- Task
Output, with no changes, the span of lines that opens with the line containing "Give the innermost point of each instance of the orange lawn" and closes with the last line.
— Begin Given data —
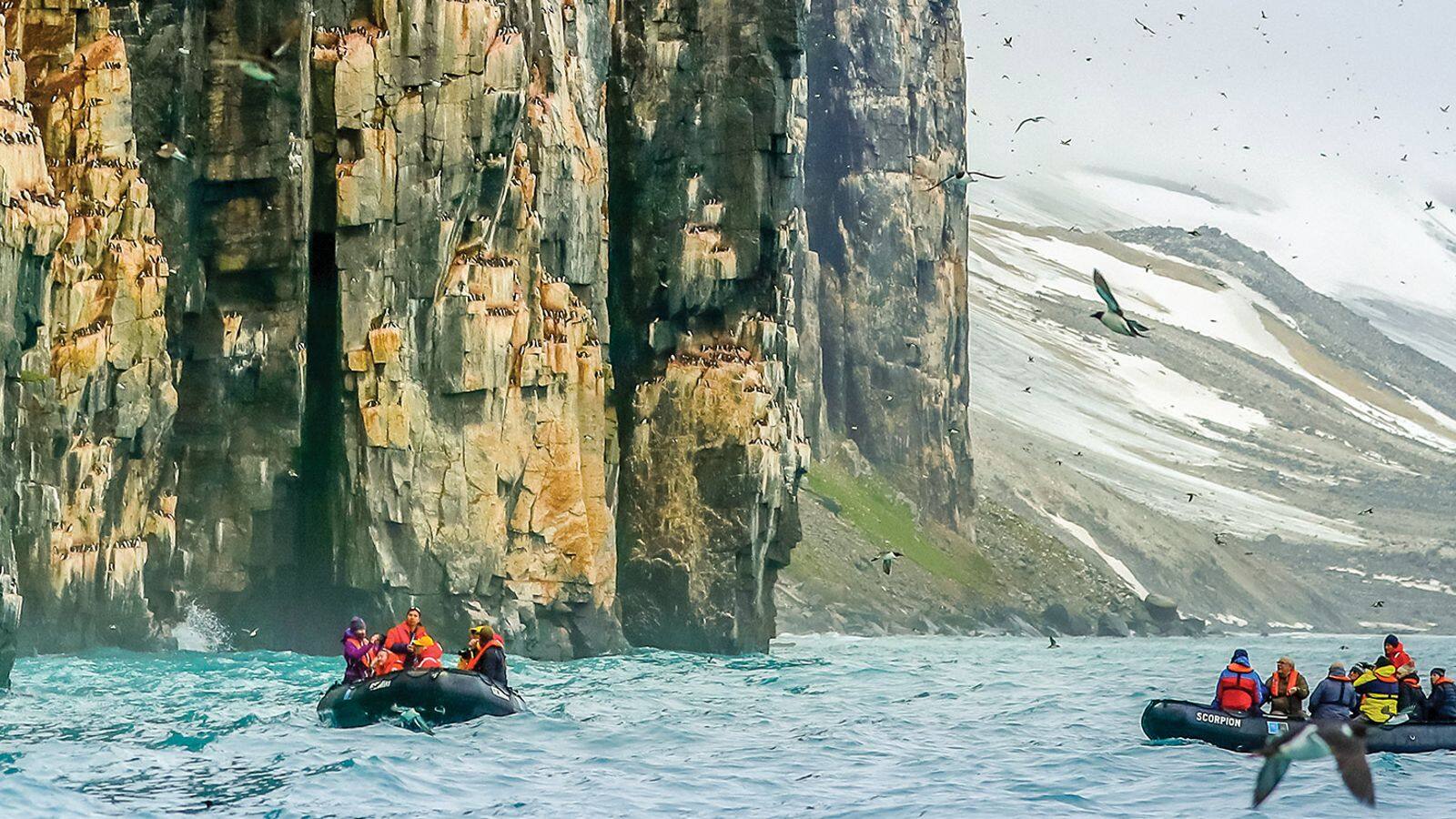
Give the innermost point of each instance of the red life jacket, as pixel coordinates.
(495, 642)
(389, 661)
(1281, 687)
(1400, 659)
(1238, 691)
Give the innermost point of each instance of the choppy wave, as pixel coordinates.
(824, 724)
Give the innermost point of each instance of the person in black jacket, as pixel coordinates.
(1441, 707)
(485, 654)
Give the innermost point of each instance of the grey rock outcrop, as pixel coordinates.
(706, 140)
(887, 121)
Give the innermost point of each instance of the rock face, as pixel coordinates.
(887, 121)
(89, 390)
(706, 140)
(315, 308)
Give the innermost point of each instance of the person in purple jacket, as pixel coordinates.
(359, 652)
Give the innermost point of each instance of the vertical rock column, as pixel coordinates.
(239, 212)
(706, 136)
(887, 121)
(468, 203)
(92, 399)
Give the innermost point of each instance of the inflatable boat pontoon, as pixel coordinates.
(1178, 719)
(439, 697)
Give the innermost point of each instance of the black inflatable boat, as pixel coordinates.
(439, 697)
(1178, 719)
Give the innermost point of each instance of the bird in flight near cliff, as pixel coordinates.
(960, 175)
(169, 150)
(885, 560)
(1113, 318)
(261, 66)
(1312, 741)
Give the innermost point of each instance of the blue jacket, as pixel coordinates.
(1334, 698)
(1441, 705)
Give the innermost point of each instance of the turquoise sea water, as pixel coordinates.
(826, 726)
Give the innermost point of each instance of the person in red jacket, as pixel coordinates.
(404, 647)
(1402, 662)
(1239, 687)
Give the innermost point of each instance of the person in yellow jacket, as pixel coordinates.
(1380, 691)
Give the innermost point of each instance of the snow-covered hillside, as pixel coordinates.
(1228, 460)
(1314, 130)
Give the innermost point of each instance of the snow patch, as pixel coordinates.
(1431, 584)
(1118, 567)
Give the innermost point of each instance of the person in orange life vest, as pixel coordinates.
(1288, 690)
(1411, 693)
(1239, 687)
(399, 644)
(485, 654)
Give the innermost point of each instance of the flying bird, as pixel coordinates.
(169, 150)
(1113, 318)
(960, 175)
(885, 560)
(1314, 741)
(261, 66)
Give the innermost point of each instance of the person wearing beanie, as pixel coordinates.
(359, 651)
(407, 646)
(1288, 690)
(1334, 698)
(485, 654)
(1441, 707)
(1402, 662)
(1380, 693)
(1239, 687)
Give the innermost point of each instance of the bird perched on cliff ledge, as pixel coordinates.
(885, 560)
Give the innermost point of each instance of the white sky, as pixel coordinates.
(1359, 80)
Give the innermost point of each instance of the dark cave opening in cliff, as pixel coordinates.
(320, 445)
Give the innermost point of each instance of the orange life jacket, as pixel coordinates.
(494, 642)
(1283, 687)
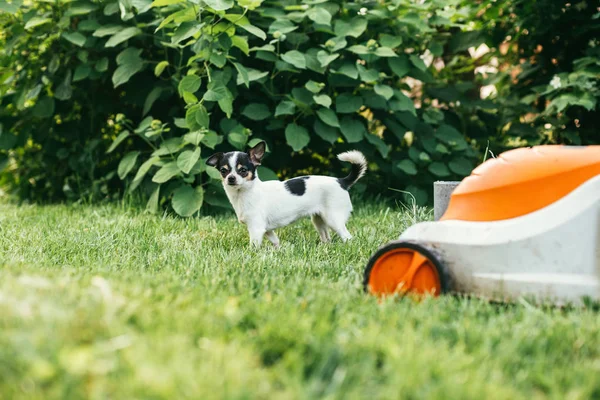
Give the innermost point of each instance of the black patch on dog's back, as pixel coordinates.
(296, 186)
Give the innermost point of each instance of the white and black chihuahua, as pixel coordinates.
(266, 206)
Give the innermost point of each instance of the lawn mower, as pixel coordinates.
(523, 225)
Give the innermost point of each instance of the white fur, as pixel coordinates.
(266, 206)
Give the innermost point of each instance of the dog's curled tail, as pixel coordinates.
(359, 167)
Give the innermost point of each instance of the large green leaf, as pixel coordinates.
(295, 58)
(385, 52)
(127, 163)
(439, 169)
(151, 98)
(407, 166)
(354, 27)
(462, 41)
(44, 107)
(379, 144)
(296, 136)
(256, 111)
(185, 31)
(169, 146)
(152, 205)
(319, 15)
(242, 75)
(384, 91)
(162, 3)
(166, 172)
(390, 41)
(197, 117)
(80, 8)
(187, 200)
(101, 65)
(401, 102)
(367, 75)
(347, 103)
(194, 137)
(328, 116)
(399, 65)
(219, 5)
(352, 129)
(325, 58)
(323, 100)
(142, 171)
(75, 37)
(64, 91)
(267, 174)
(449, 134)
(81, 72)
(282, 26)
(118, 140)
(285, 108)
(418, 62)
(37, 21)
(460, 166)
(187, 159)
(189, 83)
(129, 63)
(122, 36)
(107, 30)
(326, 132)
(245, 24)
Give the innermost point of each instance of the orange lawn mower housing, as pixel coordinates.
(525, 223)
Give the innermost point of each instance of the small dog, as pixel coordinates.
(266, 206)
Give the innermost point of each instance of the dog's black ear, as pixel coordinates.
(257, 153)
(214, 159)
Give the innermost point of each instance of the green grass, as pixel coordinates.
(106, 302)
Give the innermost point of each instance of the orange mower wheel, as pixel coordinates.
(401, 267)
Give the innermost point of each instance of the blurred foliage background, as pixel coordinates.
(102, 98)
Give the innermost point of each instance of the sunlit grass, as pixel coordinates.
(107, 302)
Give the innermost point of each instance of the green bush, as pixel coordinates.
(145, 91)
(550, 68)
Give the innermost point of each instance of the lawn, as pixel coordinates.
(107, 302)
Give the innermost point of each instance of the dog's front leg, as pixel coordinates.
— End Given data —
- Task solution
Give the innermost point of each instance of the orange lawn mower housing, as pixel coordinates.
(525, 223)
Give the innermost point of each instance of the small dog, as pixel coordinates.
(266, 206)
Give the innermost point of each instance of the dog's black ear, as pixel coordinates.
(257, 153)
(214, 159)
Give the innermost point of each instance of the green grass, as pixel coordinates.
(106, 302)
Give the innermost point of each instance of the orange mower wheel, as pixel coordinates.
(401, 267)
Give the innermost point of each instance of the blurred foliage background, as pixel coordinates.
(102, 98)
Give the innermost point of each instance of the sunlit grass, as pixel coordinates.
(107, 302)
Give the innermost point of each instance of the green bush, as pixel coordinates.
(145, 91)
(550, 68)
Give the innermost point of each instance of the lawn, as pixel coordinates.
(107, 302)
Give the innermost point of each instance of the dog's front leg, as pixel coordinates.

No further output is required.